Reproduce verbatim every line from the one that includes "Could you point out every instance of the wooden gate" to the closing line of the entries; omit everything before it.

Excerpts of location labeling data:
--

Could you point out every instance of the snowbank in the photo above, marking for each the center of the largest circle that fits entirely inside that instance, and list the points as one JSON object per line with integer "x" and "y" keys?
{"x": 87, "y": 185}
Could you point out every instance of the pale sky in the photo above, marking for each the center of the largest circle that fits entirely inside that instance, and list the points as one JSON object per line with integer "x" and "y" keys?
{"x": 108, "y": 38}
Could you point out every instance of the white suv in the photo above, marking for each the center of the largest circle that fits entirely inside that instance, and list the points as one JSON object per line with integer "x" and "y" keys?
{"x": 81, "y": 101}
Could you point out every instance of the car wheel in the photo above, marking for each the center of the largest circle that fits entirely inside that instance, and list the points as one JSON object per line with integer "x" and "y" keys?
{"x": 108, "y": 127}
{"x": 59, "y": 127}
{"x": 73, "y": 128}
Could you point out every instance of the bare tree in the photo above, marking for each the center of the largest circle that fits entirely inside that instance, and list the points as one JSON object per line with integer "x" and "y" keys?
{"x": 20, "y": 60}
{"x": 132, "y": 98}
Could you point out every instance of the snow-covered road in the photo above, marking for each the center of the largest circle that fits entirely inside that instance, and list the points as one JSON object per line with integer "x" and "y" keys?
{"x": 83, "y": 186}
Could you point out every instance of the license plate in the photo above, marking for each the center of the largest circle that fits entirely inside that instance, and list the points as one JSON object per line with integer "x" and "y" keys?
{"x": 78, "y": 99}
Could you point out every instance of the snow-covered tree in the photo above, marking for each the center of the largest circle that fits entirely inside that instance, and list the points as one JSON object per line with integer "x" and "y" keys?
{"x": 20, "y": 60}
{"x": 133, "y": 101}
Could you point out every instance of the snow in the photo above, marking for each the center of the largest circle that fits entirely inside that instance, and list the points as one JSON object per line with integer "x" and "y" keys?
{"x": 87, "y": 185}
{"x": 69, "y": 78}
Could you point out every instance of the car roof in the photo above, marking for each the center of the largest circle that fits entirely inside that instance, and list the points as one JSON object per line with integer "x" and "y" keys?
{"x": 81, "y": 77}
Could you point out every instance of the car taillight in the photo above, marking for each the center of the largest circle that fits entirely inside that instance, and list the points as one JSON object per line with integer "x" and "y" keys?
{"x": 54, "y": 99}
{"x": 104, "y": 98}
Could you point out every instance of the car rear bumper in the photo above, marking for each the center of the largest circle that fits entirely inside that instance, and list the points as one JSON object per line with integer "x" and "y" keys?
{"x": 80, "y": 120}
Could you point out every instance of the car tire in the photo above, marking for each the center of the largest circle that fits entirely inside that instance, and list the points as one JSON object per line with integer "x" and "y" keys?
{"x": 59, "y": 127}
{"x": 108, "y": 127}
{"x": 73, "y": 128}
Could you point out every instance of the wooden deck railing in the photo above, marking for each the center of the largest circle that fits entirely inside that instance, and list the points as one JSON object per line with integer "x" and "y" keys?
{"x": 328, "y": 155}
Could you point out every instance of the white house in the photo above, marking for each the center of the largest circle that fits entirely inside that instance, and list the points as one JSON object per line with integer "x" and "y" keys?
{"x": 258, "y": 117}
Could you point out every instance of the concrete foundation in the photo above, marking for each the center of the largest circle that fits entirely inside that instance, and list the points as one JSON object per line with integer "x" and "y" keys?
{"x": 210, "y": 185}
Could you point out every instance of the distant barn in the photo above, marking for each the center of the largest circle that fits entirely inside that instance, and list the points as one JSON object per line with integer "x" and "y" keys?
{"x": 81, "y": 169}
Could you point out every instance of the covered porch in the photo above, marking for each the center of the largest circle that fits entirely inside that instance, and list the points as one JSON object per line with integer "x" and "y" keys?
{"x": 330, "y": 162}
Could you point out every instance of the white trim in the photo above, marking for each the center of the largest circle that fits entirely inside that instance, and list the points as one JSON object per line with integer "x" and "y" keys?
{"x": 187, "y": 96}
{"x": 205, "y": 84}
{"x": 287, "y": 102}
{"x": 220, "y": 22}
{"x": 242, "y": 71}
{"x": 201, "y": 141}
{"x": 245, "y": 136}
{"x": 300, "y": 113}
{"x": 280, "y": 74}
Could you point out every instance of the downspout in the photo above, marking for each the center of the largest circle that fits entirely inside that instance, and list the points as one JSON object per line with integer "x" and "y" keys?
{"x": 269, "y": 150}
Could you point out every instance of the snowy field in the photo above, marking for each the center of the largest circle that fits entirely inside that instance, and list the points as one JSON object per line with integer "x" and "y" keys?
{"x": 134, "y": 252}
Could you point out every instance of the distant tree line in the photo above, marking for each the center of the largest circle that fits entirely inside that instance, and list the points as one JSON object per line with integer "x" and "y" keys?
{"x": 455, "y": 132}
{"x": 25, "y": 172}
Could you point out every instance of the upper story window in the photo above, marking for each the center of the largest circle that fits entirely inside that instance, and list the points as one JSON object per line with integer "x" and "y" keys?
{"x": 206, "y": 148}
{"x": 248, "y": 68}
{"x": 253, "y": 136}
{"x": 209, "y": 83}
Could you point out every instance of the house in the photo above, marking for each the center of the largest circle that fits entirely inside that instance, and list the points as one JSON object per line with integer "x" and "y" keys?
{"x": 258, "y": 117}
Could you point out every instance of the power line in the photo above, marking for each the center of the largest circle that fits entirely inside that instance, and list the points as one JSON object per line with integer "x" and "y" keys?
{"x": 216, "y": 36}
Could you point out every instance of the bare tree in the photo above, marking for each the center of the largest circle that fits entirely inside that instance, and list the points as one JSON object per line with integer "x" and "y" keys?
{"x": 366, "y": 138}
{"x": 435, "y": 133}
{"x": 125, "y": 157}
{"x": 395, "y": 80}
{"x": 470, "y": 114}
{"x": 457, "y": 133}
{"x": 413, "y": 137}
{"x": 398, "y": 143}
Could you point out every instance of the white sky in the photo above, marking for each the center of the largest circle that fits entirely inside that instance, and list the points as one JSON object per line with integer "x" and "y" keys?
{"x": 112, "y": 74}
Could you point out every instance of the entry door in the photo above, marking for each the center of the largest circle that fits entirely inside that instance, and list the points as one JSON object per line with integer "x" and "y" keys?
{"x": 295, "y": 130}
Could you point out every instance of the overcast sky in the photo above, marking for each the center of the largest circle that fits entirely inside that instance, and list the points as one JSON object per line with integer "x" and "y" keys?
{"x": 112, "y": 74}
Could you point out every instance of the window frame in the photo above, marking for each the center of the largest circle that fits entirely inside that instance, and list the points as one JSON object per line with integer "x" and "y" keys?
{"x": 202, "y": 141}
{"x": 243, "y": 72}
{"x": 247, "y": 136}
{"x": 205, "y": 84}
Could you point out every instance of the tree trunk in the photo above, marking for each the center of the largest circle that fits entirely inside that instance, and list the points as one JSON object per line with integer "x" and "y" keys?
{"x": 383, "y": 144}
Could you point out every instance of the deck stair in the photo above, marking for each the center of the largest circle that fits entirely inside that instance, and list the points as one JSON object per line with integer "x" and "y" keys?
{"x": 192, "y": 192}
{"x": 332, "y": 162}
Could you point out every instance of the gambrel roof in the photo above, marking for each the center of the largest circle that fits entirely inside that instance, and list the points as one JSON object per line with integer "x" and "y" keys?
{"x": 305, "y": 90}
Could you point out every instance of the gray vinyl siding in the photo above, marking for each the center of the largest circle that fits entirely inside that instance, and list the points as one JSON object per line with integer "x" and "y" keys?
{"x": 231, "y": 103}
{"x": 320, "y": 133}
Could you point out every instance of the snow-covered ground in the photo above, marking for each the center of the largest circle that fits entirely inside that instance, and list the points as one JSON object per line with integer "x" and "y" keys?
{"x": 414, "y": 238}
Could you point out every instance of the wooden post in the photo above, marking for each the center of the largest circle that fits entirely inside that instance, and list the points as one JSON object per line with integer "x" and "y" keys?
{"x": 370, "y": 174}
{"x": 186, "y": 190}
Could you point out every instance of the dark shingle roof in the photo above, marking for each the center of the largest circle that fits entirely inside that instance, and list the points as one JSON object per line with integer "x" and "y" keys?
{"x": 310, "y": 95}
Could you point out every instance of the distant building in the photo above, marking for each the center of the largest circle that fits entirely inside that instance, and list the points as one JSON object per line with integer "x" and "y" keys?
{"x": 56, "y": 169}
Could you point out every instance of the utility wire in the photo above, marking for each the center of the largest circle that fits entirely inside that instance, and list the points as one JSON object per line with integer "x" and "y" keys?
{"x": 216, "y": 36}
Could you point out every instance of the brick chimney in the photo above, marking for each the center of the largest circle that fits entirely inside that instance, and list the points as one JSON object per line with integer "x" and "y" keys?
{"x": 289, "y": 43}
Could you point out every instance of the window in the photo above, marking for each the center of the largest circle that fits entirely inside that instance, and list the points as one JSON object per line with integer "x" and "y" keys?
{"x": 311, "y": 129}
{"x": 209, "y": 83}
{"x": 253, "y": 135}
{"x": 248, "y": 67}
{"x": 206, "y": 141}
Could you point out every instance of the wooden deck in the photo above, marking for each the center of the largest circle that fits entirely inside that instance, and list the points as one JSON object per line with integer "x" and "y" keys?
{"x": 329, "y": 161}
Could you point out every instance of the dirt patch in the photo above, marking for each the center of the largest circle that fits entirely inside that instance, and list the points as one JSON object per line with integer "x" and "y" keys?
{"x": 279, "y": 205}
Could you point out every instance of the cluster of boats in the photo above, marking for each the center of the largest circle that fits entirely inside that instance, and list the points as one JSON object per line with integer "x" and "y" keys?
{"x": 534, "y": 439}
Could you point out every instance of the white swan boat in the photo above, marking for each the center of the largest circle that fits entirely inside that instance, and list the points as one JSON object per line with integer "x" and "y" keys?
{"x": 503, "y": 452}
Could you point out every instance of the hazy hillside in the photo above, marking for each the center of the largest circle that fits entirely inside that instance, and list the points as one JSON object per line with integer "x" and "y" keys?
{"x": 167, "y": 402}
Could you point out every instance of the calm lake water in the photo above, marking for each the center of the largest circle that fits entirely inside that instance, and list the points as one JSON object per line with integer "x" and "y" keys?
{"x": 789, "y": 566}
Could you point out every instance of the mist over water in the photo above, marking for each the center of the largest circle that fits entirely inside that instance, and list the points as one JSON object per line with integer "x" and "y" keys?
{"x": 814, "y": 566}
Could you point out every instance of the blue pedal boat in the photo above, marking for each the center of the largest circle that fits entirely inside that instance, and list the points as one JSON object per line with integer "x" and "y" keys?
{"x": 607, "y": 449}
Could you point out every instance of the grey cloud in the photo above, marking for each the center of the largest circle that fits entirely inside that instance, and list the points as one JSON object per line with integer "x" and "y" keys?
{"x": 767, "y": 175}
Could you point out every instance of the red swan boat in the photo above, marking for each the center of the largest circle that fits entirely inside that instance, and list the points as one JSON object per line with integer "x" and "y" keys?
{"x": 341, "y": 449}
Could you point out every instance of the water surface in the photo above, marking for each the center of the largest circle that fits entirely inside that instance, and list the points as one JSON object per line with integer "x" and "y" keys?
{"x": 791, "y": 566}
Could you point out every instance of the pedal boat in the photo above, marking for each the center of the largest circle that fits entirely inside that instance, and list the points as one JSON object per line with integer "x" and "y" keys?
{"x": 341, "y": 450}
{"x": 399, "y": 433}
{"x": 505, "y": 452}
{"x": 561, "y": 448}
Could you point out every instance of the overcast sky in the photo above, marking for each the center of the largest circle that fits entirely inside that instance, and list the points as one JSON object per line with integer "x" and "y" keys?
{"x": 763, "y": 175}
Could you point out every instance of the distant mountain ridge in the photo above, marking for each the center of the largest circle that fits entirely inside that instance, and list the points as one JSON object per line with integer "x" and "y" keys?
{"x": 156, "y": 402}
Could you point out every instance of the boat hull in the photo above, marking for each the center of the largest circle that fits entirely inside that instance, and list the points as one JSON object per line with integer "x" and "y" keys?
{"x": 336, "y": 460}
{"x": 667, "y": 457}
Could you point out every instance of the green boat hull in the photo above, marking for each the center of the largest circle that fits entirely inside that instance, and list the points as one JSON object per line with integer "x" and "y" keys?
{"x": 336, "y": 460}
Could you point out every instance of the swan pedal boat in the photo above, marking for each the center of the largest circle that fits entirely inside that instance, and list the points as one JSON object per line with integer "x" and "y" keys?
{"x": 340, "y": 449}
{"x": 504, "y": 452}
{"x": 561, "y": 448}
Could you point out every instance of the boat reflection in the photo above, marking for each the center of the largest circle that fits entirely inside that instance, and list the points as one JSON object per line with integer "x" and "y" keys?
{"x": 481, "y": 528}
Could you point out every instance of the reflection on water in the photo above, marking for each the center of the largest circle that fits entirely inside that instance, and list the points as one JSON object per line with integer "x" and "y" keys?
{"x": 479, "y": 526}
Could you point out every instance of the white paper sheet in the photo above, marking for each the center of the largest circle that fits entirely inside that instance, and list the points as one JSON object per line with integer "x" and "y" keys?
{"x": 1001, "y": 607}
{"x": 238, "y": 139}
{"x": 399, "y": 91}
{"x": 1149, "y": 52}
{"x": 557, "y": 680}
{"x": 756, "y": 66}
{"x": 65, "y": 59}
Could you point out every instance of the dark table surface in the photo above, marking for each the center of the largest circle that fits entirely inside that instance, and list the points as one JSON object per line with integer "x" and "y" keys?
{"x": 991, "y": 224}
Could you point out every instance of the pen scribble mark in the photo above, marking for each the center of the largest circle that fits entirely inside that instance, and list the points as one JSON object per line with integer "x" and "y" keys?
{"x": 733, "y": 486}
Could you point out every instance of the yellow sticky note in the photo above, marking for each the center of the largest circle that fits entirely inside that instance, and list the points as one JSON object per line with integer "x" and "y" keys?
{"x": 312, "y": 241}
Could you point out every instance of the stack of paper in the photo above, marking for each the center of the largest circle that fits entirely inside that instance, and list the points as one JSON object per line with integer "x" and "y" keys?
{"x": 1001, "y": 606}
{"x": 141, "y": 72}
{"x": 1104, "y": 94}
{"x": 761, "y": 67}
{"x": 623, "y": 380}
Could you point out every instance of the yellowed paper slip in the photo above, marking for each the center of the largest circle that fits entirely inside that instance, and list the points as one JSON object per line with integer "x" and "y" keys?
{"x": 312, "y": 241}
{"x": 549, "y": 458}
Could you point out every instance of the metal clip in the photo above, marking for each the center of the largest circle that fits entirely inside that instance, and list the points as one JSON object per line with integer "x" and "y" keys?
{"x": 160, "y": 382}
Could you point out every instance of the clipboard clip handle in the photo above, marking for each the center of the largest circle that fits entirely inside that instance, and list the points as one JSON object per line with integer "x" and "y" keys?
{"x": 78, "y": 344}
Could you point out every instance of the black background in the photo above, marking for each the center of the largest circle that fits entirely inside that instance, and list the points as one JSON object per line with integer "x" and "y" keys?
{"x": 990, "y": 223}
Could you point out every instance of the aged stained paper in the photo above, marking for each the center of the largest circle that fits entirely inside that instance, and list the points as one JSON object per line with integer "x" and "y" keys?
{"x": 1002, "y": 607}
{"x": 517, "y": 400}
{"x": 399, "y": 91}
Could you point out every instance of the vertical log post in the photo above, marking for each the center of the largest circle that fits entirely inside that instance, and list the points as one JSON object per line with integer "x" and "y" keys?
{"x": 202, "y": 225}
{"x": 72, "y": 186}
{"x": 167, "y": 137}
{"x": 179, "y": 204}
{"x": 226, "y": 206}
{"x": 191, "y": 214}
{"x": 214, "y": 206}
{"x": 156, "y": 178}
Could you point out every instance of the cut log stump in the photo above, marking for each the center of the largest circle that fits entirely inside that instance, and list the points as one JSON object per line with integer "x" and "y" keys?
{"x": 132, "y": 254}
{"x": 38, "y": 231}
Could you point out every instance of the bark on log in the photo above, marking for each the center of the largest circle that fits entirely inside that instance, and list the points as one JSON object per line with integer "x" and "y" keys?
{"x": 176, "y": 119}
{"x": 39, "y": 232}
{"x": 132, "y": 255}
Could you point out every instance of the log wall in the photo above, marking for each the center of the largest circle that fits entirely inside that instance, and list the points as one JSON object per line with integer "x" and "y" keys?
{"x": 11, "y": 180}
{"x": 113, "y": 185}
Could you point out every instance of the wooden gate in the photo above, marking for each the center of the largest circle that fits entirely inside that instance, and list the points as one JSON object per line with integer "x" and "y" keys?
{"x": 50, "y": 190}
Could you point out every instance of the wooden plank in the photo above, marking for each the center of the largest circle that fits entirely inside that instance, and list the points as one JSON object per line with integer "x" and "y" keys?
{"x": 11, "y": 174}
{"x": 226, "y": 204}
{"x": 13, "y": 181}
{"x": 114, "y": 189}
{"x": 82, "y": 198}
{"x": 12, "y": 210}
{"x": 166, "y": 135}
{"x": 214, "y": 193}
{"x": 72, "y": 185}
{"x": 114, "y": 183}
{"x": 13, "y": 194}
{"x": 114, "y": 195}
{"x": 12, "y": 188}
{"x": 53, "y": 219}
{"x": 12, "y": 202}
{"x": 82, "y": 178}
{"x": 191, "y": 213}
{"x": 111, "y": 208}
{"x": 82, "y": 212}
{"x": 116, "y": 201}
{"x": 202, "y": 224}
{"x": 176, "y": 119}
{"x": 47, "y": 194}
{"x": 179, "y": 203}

--

Result of the task:
Could you point out every instance of the wooden gate in the photo above, marking for each the center of the largest circle that fits entirely inside that instance, and list the points as one JSON object per line with integer "x" and "y" keys?
{"x": 50, "y": 190}
Could you point out every instance of the wooden plank in the photo above, marking for each the center of the largest circle that fits entirely inside that instance, and list the points as one JSON object per line with integer "x" and "y" keys?
{"x": 11, "y": 174}
{"x": 226, "y": 204}
{"x": 13, "y": 181}
{"x": 114, "y": 189}
{"x": 82, "y": 198}
{"x": 12, "y": 210}
{"x": 166, "y": 135}
{"x": 214, "y": 193}
{"x": 72, "y": 185}
{"x": 114, "y": 183}
{"x": 13, "y": 194}
{"x": 114, "y": 195}
{"x": 12, "y": 188}
{"x": 53, "y": 219}
{"x": 12, "y": 202}
{"x": 82, "y": 178}
{"x": 191, "y": 213}
{"x": 111, "y": 208}
{"x": 82, "y": 212}
{"x": 116, "y": 201}
{"x": 202, "y": 224}
{"x": 176, "y": 119}
{"x": 47, "y": 194}
{"x": 179, "y": 203}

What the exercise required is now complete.